Yang Perlu Dikerjakan →
a – Menurut teks bacaan tentang makna kalimat tauhid, dengan kata apa khabar لا harus ditaqdirkan?
b – Lanjutkan teks bacaan tentang makna kalimat tauhid mulai dari titik terakhirnya.

Teks Bacaan →

+===+

Yaitu ber-i’tiqad (meyakini) dan berikrar bahwasannya tidak ada yang berhak disembah dan menerima ibadah kecuali Allah , menta’ati hal tersebut dan mengamalkannya. La ilaaha menafikan hak penyembahan dari selain Allah , siapapun orangnya. Illallah adalah penetapan hak Allah semata untuk disembah.
Jadi makna kalimat ini secara ijmal (global) adalah, “Tidak ada sesembahan yang haq selain Allah”.
Khabar لا harus di taqdirkan بِحَقٍّ (yang haq), tidak boleh ditaqdirkan dengan مَوْجُوْدٌ (ada).
Karena ini menyalahi kenyataan yang ada,
sebab tuhan yang disembah selain Allah banyak sekali. Hal itu akan
berarti bahwa menyembah tuhan-tuhan tersebut adalah ibadah pula untuk
Allah . Ini tentu kebathilan yang nyata.
Pembaca yang dirahmati Allah jika kita
perhatikan seksama, banyak tersebar keyakinan-keyakinan yang salah di
masyarakat kita. Kalimat لا اله الّا الله telah ditafsiri dengan
beberapa penafsiran yang batil, antara lain:
a. لا اله الّا الله artinya:
“Tidak ada sesembahan kecuali Allah”.
Ini adalah batil, karena maknanya: Sesungguhnya setiap yang disembah,
baik yang haq maupun yang batil itu adalah Allah.
b. لا اله الّا الله artinya:
“Tidak ada pencipta selain Allah”. Ini
adalah sebagian dari arti kalimat tersebut. Akan tetapi bukan ini yang
dimaksud, karena arti ini hanya mengakui tauhid rububiyah saja, dan itu
belum cukup.

+===+

Baris Data →
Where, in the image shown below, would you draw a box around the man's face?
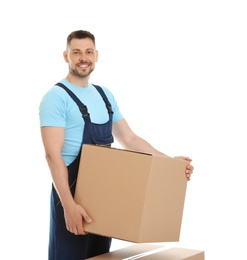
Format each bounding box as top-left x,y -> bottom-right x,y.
64,38 -> 98,78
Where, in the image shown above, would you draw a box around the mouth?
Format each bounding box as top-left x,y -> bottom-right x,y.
78,63 -> 89,69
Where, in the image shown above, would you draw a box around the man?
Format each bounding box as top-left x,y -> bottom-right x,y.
40,30 -> 193,260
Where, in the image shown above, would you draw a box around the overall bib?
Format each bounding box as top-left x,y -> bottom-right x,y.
48,83 -> 113,260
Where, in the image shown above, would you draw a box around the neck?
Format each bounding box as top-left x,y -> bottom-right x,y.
66,73 -> 89,88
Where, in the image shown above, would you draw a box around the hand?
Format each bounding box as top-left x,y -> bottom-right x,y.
174,156 -> 194,181
64,203 -> 92,235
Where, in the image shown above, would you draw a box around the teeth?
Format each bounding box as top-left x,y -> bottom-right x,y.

+===+

Jawaban Tugas →
a – Khabar لا harus ditaqdirkan dengan بِحَقٍّ (yang haq), bukan dengan مَوْجُوْدٌ (ada).

b –
c. لا اله الّا الله artinya:
“Tidak ada hakim (penentu hukum) selain
Allah”. Ini juga sebagian dari makna kalimat لا اله الّا الله. Tetapi
bukan itu yang dimaksud, karena makna tersebut belum cukup.
Semua tafsiran di atas adalah batil dan
kurang. Kami peringatkan di sini karena tafsir-tafsir itu ada dalam
kitab-kitab yang banyak beredar. Sedangkan tafsir yang benar menurut
salaf dan para muhaqqiq (ulama peneliti) لاَ مَعْبُوْدَ بِحَقٍّ اِلاَّ
الله tidak ada sesembahan yang haq selain Allah) seperti tersebut di
atas.
3. Makna Syahadat أنّ محمّد رسول الله
Yaitu mengakui secara lahir batin bahwa
beliau adalah hamba Allah dan Rasul-Nya yang diutus kepada manusia
secara keseluruhan, serta mengamalkan konsekuensinya: menta’ati
perintahnya, membenarkan ucapannya, menjauhi larangannya, dan tidak
menyembah Allah kecuali dengan apa yang disyari’atkan.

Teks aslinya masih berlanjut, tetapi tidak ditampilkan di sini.